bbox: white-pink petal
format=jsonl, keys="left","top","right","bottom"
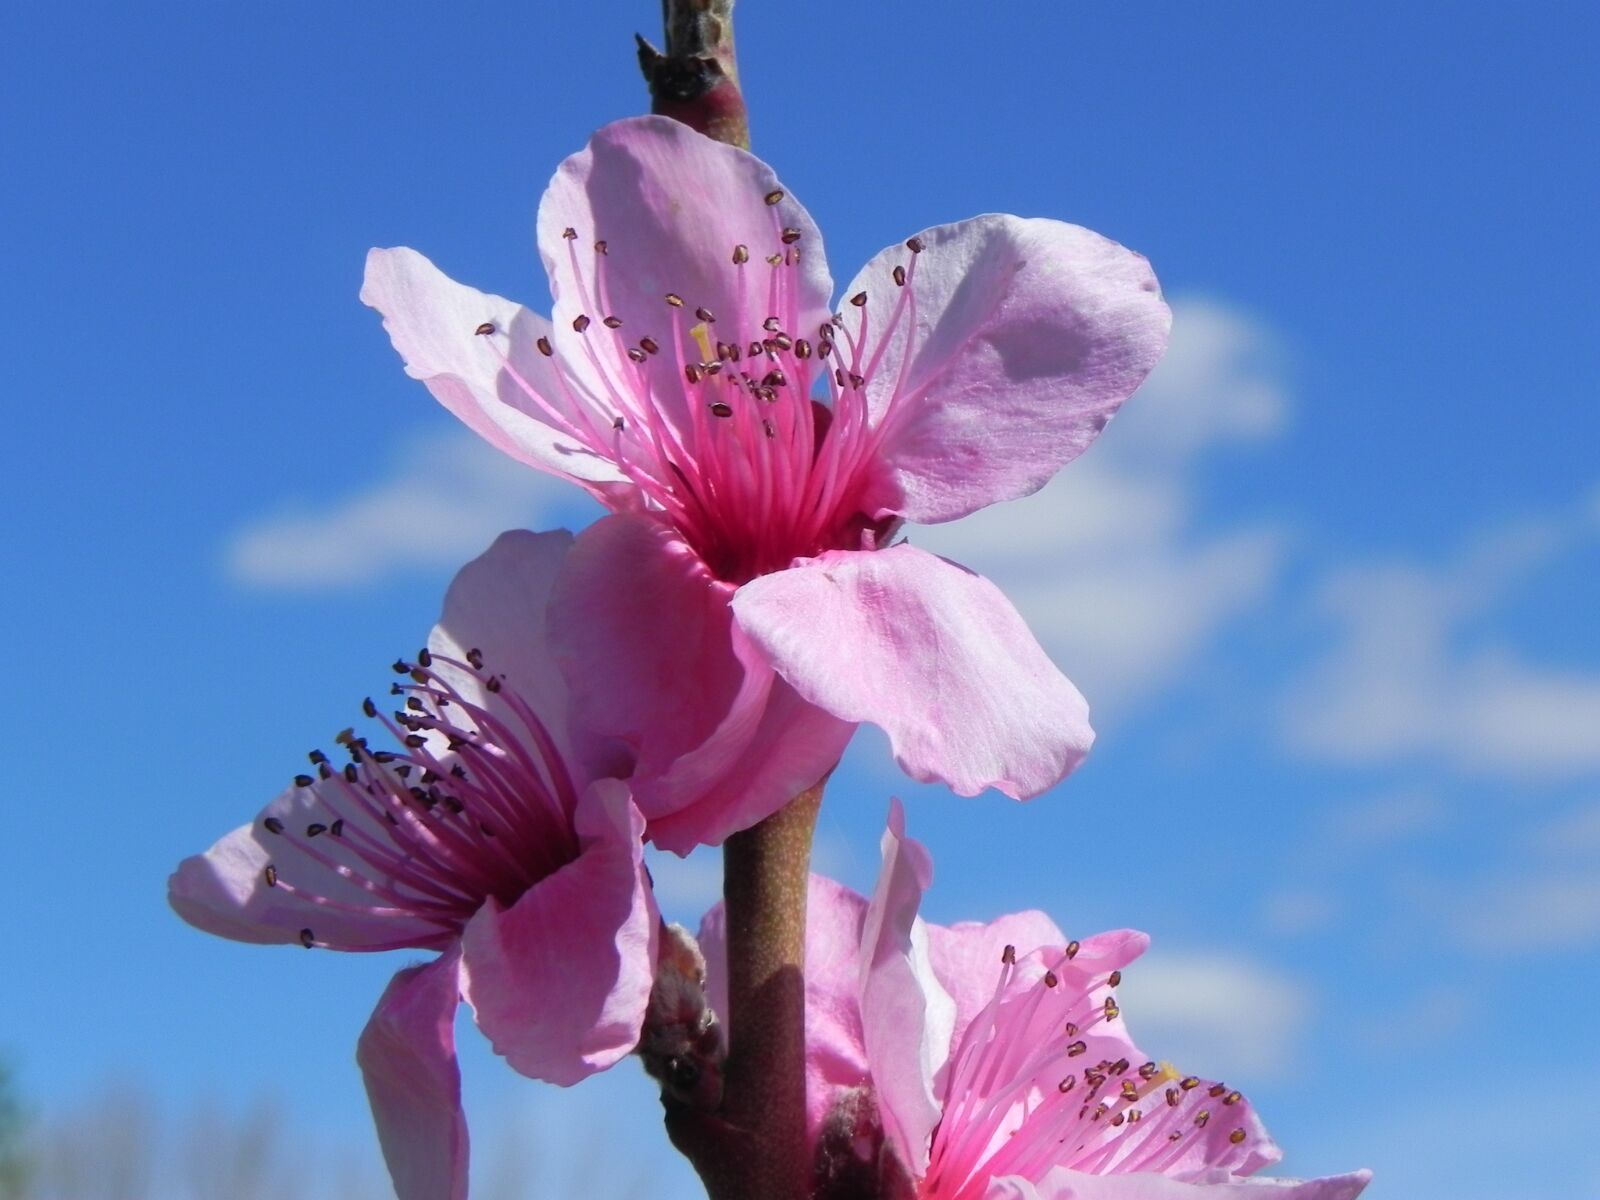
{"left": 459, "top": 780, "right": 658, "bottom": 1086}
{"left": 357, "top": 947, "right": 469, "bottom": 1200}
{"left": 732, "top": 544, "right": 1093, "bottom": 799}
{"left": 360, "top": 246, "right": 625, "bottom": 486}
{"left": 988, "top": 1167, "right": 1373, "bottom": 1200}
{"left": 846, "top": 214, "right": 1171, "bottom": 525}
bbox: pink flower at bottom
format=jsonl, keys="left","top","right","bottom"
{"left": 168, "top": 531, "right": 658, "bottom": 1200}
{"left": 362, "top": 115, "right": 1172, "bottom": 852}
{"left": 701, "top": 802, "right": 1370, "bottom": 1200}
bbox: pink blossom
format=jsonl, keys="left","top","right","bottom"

Task: Output every entry above exactly as written, but omit the pictures.

Answer below:
bbox: white-pink petal
format=jsonl, keys="left","top","right","bottom"
{"left": 459, "top": 780, "right": 658, "bottom": 1086}
{"left": 357, "top": 947, "right": 469, "bottom": 1200}
{"left": 732, "top": 544, "right": 1093, "bottom": 799}
{"left": 360, "top": 246, "right": 625, "bottom": 486}
{"left": 988, "top": 1167, "right": 1373, "bottom": 1200}
{"left": 846, "top": 214, "right": 1171, "bottom": 525}
bbox: pink flower at bottom
format=jsonl, keys="left","top","right","bottom"
{"left": 168, "top": 531, "right": 658, "bottom": 1200}
{"left": 362, "top": 115, "right": 1172, "bottom": 852}
{"left": 701, "top": 802, "right": 1370, "bottom": 1200}
bbox: pink blossom
format=jsonl, keys="left","top","right","bottom"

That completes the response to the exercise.